Text extract >>
++++++++++

10. Take a team approach. Women value teamwork in their advisors, according to Ettinger. Not only does an ability to tap an internal team of experts within a practice appeal to women, so does a willingness by the advisor to assemble and quarterback a team of experts from outside the practice when the situation warrants.

11. Use your female clients and other women you trust as sounding boards. Tennant says he regularly seeks informal input from female clients and female professionals on marketing concepts and other ideas for conveying his firm's message to women. Some advisors go so far as to assemble a female client advisory board or female focus group for guidance and feedback, Kingsbury notes.

12. Get coaching. Tennant knew he wanted to focus on the female market, but he wasn't sure how to go about it. So he enlisted the help of Kingsbury, whose firm specializes in helping advisors position themselves in the women's market. "It helped us tremendously," he says. "It was one of the first — and best — investments we made."

++++++++++

Supplied information >>
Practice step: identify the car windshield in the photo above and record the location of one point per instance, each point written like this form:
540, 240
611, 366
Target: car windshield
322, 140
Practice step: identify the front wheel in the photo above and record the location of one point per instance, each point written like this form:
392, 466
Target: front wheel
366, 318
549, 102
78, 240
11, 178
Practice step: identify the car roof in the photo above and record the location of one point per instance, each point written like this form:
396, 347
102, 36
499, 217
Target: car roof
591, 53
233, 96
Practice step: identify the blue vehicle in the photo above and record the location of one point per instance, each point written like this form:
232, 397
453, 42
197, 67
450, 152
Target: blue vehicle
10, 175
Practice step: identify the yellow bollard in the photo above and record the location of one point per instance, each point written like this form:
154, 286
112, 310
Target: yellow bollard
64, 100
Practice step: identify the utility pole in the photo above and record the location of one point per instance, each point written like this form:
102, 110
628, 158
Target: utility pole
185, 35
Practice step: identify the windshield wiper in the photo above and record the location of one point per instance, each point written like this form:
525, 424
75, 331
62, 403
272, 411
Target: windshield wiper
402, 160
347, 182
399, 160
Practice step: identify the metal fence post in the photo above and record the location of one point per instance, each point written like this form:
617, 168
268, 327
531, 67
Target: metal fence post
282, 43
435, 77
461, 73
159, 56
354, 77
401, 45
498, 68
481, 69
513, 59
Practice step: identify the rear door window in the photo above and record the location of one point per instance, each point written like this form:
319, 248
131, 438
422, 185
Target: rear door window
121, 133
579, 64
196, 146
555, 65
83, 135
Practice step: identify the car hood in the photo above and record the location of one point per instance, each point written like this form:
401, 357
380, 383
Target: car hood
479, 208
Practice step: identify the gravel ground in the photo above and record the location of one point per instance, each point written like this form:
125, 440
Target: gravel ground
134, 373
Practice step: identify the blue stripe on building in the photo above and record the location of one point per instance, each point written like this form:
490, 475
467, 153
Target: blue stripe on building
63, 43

++++++++++

Goal >>
Answer these from the advisor tips:
1. According to Ettinger, what do women value in their advisors?
2. What does Kingsbury note that some advisors assemble for guidance and feedback?
3. What does Kingsbury's firm specialize in?

Answer below >>
1. Teamwork.
2. A female client advisory board or a female focus group.
3. Helping advisors position themselves in the women's market.